Source material >>

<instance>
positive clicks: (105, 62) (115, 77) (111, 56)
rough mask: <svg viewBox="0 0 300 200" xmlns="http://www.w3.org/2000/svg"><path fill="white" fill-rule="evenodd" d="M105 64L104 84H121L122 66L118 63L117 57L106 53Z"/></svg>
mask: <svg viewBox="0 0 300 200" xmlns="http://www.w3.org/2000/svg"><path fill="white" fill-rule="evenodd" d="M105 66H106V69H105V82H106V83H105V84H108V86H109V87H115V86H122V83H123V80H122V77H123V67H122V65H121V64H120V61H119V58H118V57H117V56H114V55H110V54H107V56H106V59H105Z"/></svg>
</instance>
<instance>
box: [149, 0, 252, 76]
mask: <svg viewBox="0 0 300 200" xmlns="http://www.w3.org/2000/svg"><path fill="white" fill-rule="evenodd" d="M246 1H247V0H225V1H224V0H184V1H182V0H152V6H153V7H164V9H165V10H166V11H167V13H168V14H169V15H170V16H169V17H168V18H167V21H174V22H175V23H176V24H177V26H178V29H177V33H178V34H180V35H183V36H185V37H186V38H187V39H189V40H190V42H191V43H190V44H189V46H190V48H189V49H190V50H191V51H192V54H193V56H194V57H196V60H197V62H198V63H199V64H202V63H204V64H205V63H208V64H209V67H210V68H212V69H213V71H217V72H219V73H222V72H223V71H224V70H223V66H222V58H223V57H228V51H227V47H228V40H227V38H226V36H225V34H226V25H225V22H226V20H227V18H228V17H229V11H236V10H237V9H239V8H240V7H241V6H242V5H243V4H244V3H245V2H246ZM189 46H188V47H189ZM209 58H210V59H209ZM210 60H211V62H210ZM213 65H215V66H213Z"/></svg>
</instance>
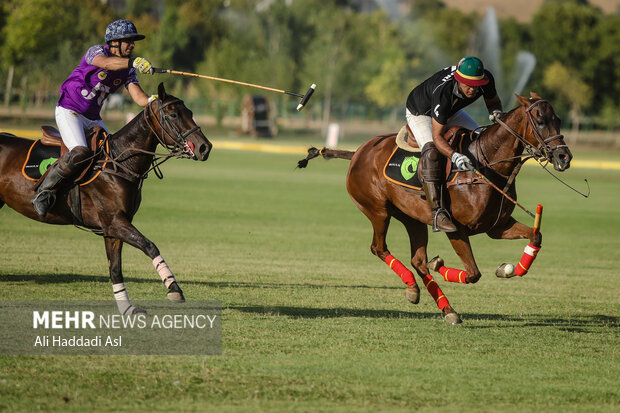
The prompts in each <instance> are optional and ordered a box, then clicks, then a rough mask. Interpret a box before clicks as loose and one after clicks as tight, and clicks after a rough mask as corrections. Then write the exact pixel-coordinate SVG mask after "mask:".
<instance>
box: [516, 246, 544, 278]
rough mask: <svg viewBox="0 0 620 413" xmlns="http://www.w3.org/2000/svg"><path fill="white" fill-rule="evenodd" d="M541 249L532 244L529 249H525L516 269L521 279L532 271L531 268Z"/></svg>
...
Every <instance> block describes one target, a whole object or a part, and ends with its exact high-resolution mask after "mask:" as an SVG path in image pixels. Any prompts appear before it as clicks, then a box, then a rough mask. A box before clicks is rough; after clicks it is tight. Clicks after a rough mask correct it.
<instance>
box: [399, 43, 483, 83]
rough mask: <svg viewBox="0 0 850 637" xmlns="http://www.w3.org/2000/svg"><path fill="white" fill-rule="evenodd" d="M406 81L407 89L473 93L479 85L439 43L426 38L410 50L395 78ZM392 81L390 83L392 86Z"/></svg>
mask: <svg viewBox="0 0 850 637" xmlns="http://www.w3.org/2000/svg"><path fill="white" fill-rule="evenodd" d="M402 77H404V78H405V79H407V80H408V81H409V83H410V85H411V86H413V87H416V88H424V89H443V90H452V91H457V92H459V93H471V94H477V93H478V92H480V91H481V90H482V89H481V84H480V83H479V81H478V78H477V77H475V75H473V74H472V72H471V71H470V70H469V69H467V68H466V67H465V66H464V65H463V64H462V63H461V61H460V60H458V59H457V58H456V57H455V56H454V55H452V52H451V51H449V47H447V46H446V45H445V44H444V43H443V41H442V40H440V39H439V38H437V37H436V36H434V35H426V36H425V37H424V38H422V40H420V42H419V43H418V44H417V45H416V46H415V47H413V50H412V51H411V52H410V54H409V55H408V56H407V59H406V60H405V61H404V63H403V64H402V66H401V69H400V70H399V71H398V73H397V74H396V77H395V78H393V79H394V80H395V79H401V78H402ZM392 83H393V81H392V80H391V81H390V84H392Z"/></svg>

Aim of the exercise >> Locate each line of the material above that contains the word "Every", and copy those lines out in full.

Answer space >>
Every <instance> block describes one target, a whole object or a part, and ends with its exact high-resolution mask after "mask:" as an SVG path in image pixels. Any prompts appear before it as clicks, then a box, then a rough mask. A box before clicks is rough; after clicks it is tight. Clicks after a rough mask correct it.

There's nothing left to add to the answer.